▸ PROBLEM STATEMENT
Copy the stretch from the line containing "lamp in this photo." through the line containing "Target: street lamp", substituting "streetlight" for "street lamp" and leaving everything else unchanged.

▸ GIVEN DATA
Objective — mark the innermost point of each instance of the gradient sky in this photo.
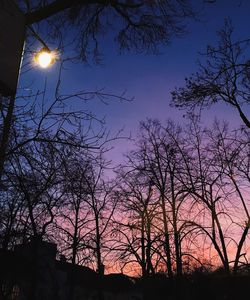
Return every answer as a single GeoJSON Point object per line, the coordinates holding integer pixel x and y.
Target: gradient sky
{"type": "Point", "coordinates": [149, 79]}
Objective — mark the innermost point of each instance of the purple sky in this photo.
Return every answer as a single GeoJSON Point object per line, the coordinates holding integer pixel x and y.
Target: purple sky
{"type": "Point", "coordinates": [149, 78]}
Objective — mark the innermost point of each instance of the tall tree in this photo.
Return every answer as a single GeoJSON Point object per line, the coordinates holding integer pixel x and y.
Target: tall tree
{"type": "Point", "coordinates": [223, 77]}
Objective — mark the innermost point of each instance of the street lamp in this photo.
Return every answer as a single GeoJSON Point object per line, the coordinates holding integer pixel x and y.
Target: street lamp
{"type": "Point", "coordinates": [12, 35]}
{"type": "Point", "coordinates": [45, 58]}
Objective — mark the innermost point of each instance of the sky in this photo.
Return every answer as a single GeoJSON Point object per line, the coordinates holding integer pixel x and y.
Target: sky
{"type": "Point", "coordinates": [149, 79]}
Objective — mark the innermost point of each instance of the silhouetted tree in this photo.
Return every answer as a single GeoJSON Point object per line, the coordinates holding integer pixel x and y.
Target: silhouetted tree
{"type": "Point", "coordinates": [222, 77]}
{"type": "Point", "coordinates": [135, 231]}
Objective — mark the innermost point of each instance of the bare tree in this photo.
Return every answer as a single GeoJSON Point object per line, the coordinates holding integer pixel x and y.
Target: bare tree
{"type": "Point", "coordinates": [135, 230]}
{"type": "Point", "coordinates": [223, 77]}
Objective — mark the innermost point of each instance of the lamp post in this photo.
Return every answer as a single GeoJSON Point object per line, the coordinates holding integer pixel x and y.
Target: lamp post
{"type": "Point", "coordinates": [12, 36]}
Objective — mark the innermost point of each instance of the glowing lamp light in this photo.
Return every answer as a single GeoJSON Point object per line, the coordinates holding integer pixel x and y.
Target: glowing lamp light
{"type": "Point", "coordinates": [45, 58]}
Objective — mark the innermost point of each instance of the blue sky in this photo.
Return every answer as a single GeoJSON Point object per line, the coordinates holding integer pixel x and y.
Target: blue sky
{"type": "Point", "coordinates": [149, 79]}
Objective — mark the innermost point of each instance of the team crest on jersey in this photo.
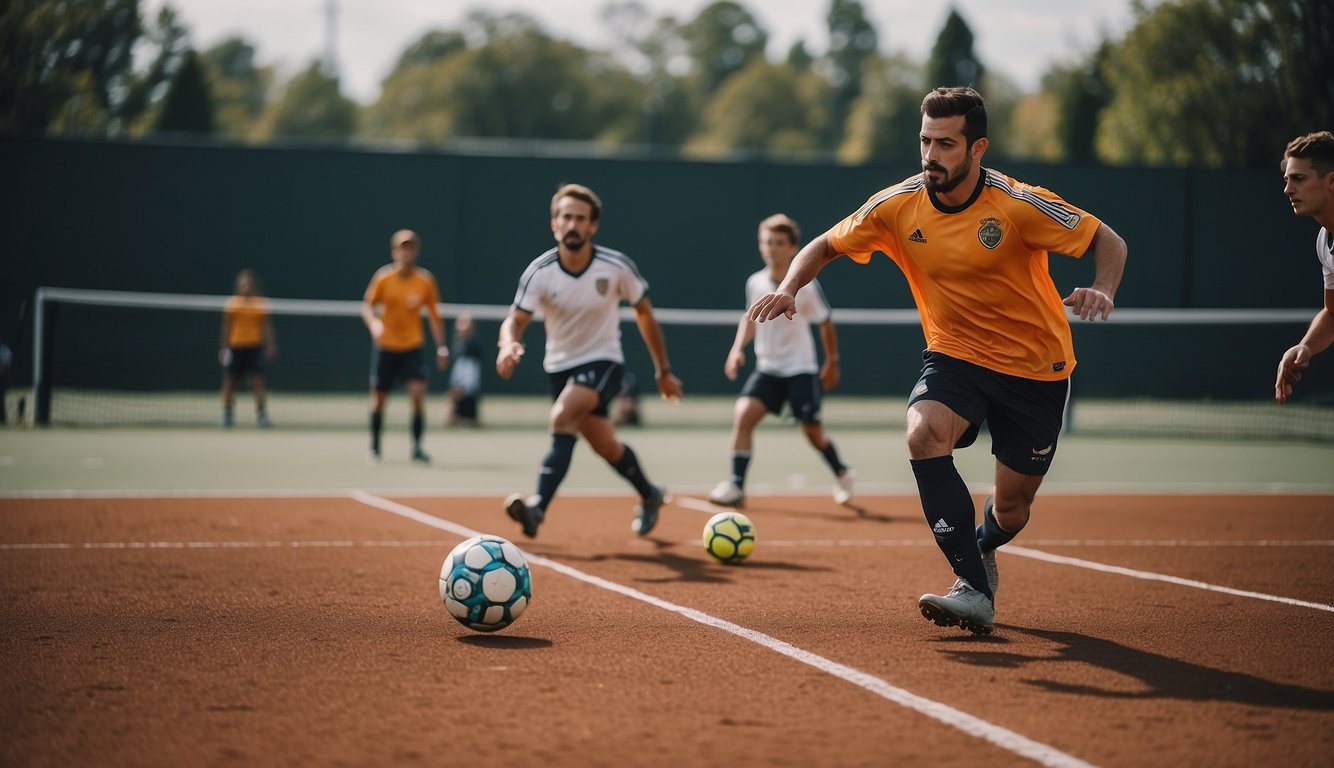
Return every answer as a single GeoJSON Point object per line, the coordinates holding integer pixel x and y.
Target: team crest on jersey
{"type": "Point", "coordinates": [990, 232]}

▸ SOLUTION TO THE EXERCISE
Objective — mark the innermost point of each instance of the streetlight in this photo.
Return every answer as a single GeoJSON Point object per line, the coordinates holding integer pixel x and y.
Target: streetlight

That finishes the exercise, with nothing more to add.